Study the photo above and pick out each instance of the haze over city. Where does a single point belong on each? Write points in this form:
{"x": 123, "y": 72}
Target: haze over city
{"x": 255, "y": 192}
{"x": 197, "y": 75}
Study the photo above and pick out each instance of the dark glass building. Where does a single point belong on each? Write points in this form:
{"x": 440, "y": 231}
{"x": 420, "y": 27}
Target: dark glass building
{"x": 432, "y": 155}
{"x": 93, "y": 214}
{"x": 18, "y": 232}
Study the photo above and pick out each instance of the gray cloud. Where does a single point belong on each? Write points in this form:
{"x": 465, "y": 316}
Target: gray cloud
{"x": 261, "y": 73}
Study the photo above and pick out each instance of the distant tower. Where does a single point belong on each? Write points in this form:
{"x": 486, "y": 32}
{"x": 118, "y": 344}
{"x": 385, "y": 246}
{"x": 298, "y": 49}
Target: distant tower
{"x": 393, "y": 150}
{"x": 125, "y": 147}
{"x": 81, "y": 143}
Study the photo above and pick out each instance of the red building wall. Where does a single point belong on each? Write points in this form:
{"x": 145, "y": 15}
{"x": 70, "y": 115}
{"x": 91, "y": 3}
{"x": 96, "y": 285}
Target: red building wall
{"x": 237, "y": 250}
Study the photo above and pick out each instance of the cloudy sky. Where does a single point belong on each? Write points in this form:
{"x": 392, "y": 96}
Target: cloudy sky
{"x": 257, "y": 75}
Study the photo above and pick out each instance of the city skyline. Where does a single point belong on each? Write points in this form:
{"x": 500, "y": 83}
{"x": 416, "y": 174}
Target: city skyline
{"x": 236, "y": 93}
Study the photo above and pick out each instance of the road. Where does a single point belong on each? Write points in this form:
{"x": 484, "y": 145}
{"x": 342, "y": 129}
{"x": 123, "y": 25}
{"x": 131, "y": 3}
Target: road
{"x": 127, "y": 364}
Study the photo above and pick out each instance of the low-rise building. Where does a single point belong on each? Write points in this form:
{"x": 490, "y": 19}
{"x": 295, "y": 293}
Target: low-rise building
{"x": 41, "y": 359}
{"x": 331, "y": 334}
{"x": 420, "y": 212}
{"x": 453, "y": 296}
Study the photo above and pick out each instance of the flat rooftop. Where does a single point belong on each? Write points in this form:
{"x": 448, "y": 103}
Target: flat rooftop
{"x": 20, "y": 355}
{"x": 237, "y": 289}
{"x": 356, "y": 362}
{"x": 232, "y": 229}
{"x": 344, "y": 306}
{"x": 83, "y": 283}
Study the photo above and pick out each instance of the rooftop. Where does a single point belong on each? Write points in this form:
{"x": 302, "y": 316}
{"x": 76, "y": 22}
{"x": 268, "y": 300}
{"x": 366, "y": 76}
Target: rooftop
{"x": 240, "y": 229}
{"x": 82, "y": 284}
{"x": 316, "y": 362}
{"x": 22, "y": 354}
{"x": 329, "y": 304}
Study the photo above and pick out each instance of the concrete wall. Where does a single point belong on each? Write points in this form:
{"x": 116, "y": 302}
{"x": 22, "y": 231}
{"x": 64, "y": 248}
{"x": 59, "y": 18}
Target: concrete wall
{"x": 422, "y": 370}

+ + + + +

Reproduce every item above verbatim, leaving out nothing and changing nothing.

# Output for this task
Study the photo above and pick out each instance of the haze over city. Where does a single point belong on each? Write points in this form:
{"x": 123, "y": 72}
Target: haze over city
{"x": 255, "y": 192}
{"x": 197, "y": 75}
Study the photo above and pick out each instance of the dark glass building. Where does a single point belong on each? Write points in this form:
{"x": 440, "y": 231}
{"x": 420, "y": 27}
Target: dark glass building
{"x": 432, "y": 155}
{"x": 93, "y": 214}
{"x": 18, "y": 232}
Study the photo above and pick out each instance of the gray cloud. Where does a single point belong on each? Write points in this form:
{"x": 465, "y": 316}
Target: gray cloud
{"x": 261, "y": 73}
Study the photo above and pick out each instance of the distant tower. Where does a single point belong on each? Write points in this form:
{"x": 486, "y": 32}
{"x": 118, "y": 344}
{"x": 385, "y": 246}
{"x": 298, "y": 49}
Target: distant tower
{"x": 393, "y": 150}
{"x": 125, "y": 147}
{"x": 81, "y": 143}
Study the photo above and pick out each instance of the red building wall. Where does a single point belong on each? Write points in this form:
{"x": 145, "y": 15}
{"x": 70, "y": 115}
{"x": 91, "y": 3}
{"x": 96, "y": 285}
Target: red building wall
{"x": 237, "y": 250}
Study the photo above and pick out each instance of the cloudy sky. Where does a single point belong on each? Write points in this form:
{"x": 392, "y": 96}
Target: cloudy sky
{"x": 257, "y": 75}
Study the photo above and pick out each instance of the city skyline. Where does a single point belong on each? Write points in this form:
{"x": 500, "y": 83}
{"x": 416, "y": 174}
Target: city skyline
{"x": 236, "y": 93}
Study the photo above and pick out each instance of the road. Where does a single point belong on each? Write points in this form:
{"x": 484, "y": 145}
{"x": 342, "y": 129}
{"x": 123, "y": 25}
{"x": 131, "y": 3}
Target: road
{"x": 127, "y": 364}
Study the photo above and pick out each instance of the low-rise building. Where does a single point belong on each? Write points in this form:
{"x": 490, "y": 19}
{"x": 295, "y": 293}
Target: low-rise building
{"x": 41, "y": 359}
{"x": 331, "y": 334}
{"x": 420, "y": 212}
{"x": 453, "y": 296}
Study the photo above and pick out each instance of the flat rooftop. Where does a single point belong on each? Write points in this form:
{"x": 448, "y": 103}
Target: flat rooftop
{"x": 20, "y": 355}
{"x": 237, "y": 289}
{"x": 356, "y": 362}
{"x": 232, "y": 229}
{"x": 344, "y": 306}
{"x": 83, "y": 283}
Study the photo above and pick out each instance of the rooftop. Where does a single point belong on each? Write points in this form:
{"x": 302, "y": 316}
{"x": 76, "y": 22}
{"x": 268, "y": 300}
{"x": 366, "y": 76}
Target: rooftop
{"x": 240, "y": 229}
{"x": 82, "y": 284}
{"x": 316, "y": 362}
{"x": 22, "y": 354}
{"x": 329, "y": 304}
Study the photo above and pick out each instance of the concrete wall. Where does a single point belong on each? Write points in this form:
{"x": 116, "y": 302}
{"x": 22, "y": 231}
{"x": 64, "y": 248}
{"x": 59, "y": 18}
Target: concrete wall
{"x": 422, "y": 370}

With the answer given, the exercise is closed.